* begin Source *

Welcome! I havent had that happen to me but im still waiting for my April box. Maybe you should try to call them and they will give you a different answer.


----------



## flushblush (May 2, 2014)

I, too, am still awaiting my April box! It's been in "pack" for about a week, but who knows, maybe I'll get home from work tonight and it will magically be on my doorstep. Not holding my breath though. I realized today that I'm not actually looking forward to a single thing in the April box anyway... May, on the other hand, is an entirely different story!


----------



## Krystan (May 2, 2014)

I haven't heard much on the lipgloss. 
I have a baby, blossoming lipgloss obsession and I'm so curious if this is going to be a good one.


----------



## Kookymama (May 2, 2014)

Krystan, I really like the lip gloss.  Its a neutral with a decent amount of color.   It goes on nicely.  None of those gloppy streaks that I get with the Clinique brand I have in the makeup bag.

Today, my daughter and I got our mani/pedis.  She has a special occasion so I treated her but, of course I had to get one too.   /emoticons/[email protected] 2x" width="20" height="20" /> I brought the Ciate Snow Virgin Nail polish from this box.  It looks like whiteout.  But, I don't mind an adventure and pushed forth.   I only used it on my mani but, I wished I used it on my pedi too (I didn't make a good choice for the toes).  It took 3 coats.  I was nervous during the application that I had made another bad choice..  But, I do like it despite my having very pale skin.


----------



## LooseSeal (May 2, 2014)

nitelily3 said:


> Hi! This is my first post but I've been a lurker for a while :satisfied:   I had subscribed early in april (monthly) and my box was in the pack stage when I saw the coupon from my subscription addiction and upgraded to a 6 month plan.  The blurb at the bottom stated I'd start that sub in may.  At that point my april box had disspeared so I emailed them trying to confirm that I'd still get the april box and my upgraded subscription would start in may as they already charged me the single box price for April.  The responded and said that they couldn't do that and I'd get two april boxes.  I told them the blurb that it said my 6mo sub would start in may and then they allowed it but now I don't have any shipping notification for my april box (it's completely gone from my profile).  Long story short has this happened to anyone and is anyone else still waiting to get their april box?

* end Source *

#### [Directions]
a – In the subscription box thread, how many coats of the Ciate Snow Virgin polish did Kookymama need?
b – Summarize the subscription box thread in two sentences.
c – Pull out the passage of the subscription box thread between "Welcome! I havent" and "entirely different story!", inclusive.
The lines after this point are separate material, unrelated to the subscription box thread.

* begin Available data *

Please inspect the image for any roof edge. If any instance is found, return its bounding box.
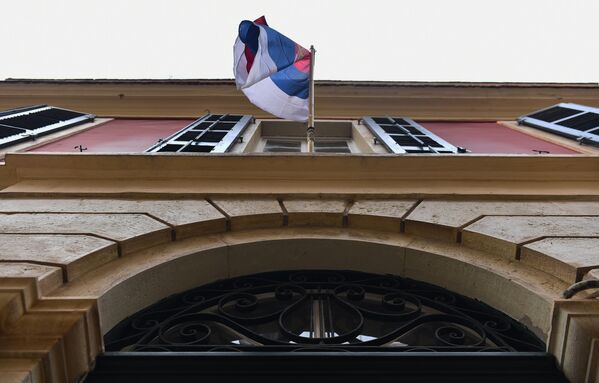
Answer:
[0,78,599,88]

* end Available data *

#### [Expected outputs]
a – Three coats.

b – Several posters are still waiting for their April box, including one who upgraded to a six-month plan and found that her April box had vanished from her profile with no shipping notification. Another poster, answering a question about the lip gloss, calls it a neutral with a decent amount of color and says the Ciate Snow Virgin polish took three coats but that she likes it.

c –
Welcome! I havent had that happen to me but im still waiting for my April box. Maybe you should try to call them and they will give you a different answer.


----------



## flushblush (May 2, 2014)

I, too, am still awaiting my April box! It's been in "pack" for about a week, but who knows, maybe I'll get home from work tonight and it will magically be on my doorstep. Not holding my breath though. I realized today that I'm not actually looking forward to a single thing in the April box anyway... May, on the other hand, is an entirely different story!